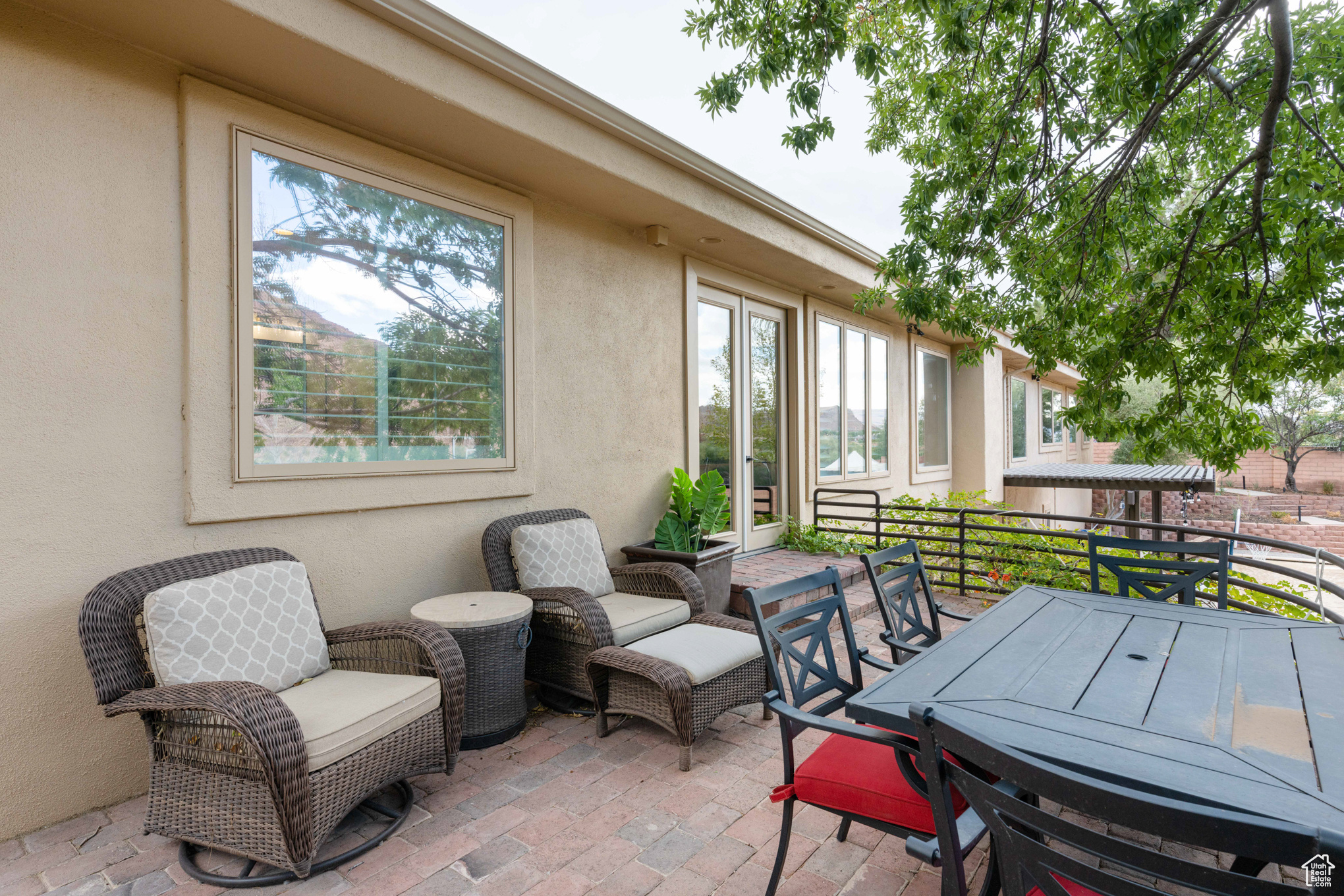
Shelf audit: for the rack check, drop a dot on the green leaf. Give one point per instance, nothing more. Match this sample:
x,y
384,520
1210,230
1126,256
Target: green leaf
x,y
712,499
671,534
683,495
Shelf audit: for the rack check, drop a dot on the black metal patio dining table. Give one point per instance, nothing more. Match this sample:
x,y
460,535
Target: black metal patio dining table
x,y
1227,708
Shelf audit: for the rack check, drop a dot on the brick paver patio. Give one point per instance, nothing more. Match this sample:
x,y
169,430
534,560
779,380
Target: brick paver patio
x,y
555,812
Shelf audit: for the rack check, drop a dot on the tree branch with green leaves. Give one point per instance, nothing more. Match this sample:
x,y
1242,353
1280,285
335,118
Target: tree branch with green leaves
x,y
1144,191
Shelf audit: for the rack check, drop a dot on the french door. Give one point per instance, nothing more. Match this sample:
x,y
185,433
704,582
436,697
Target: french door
x,y
742,401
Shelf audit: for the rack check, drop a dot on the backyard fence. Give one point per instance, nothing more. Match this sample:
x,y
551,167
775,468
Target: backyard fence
x,y
996,549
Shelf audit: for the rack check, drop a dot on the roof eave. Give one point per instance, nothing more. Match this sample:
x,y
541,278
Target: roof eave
x,y
457,38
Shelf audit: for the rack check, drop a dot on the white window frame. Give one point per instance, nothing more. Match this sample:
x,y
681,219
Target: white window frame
x,y
1054,421
245,469
916,374
1009,417
820,318
1073,435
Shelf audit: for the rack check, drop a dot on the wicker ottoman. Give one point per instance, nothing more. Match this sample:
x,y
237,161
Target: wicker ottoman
x,y
492,632
683,679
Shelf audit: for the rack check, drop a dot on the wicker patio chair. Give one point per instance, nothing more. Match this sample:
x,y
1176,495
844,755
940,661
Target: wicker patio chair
x,y
1044,853
682,679
910,617
229,760
570,624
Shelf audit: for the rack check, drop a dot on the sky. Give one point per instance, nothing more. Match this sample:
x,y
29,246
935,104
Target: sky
x,y
332,288
634,57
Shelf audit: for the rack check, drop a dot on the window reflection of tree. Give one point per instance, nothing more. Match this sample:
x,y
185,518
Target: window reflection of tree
x,y
435,376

----

* [How to complete this task]: Transcribe the entries above verbatim, excluding any image.

* [Task output]:
Shelf audit: for the rack check, drop a dot on the green leaf. Give one point per instance, nothing more. Match this sample:
x,y
384,520
1210,230
1126,256
Target: green leaf
x,y
712,499
671,534
683,495
Shelf audit: for the rack check, drop a dot on the black metal patio dining table. Give one point per instance, nothing more. Match this sample:
x,y
460,535
Target: black metal patio dining table
x,y
1227,708
Shelf audit: for the rack check, drop a dot on the brick paver patio. Give one point per instance, nothing more. Match this sample:
x,y
169,430
534,560
779,380
Target: brick paver patio
x,y
555,812
Shelf audit: for the rack check, drop a dot on the tree branch with green leaves. Give one point per instance, nothing more. Match this sample:
x,y
1242,353
1280,285
335,118
Target: tree branch with green leaves
x,y
1144,191
Shelf audit: for the rack check, drop a dot on the french door. Give one point per instance, nothing more. Match this sample:
x,y
185,433
704,582
436,697
Target: french door
x,y
742,401
Shelf audit: for the rack check, drop a dot on the backyard fence. Give one point per instance, nothing more. Match this sample:
x,y
551,167
775,468
Target: backyard fence
x,y
996,549
Shelf audit: for the rack check, drop a dot on the roof eave. Give one point per instance, nothing more. Match this sample:
x,y
541,278
Target: roof eave
x,y
457,38
Shelf audit: for the rack check, drop a dot on the white window frame. Give one point per instance, nothing more. Match this sample:
x,y
681,219
Target: white window frame
x,y
1054,421
245,469
916,374
1009,417
820,318
1073,435
Shelf audit: for the rack check, drop a dot on the wicker ottoman. Give one point per instance, nothing more. Match this sample:
x,y
237,161
Target: wicker ottoman
x,y
492,632
683,679
Shelf audit: for the rack check, drop a dot on the wicker patio chair. Give one point per instance, nothing more. Match this sample:
x,y
1176,495
844,755
940,661
Target: wicker patio chair
x,y
1044,853
682,679
910,617
229,760
570,624
Shelf audit: for the rack check, drop a dot on the sky. Give one point per instance, nothing more. Match this sample:
x,y
29,246
935,104
Target: sky
x,y
332,288
634,57
Shelf audit: for the rack check, drop a dot on the window reflection of tree. Give one point per instance, nothing more. Match this sample:
x,y
185,518
Target: window reflection of tree
x,y
435,376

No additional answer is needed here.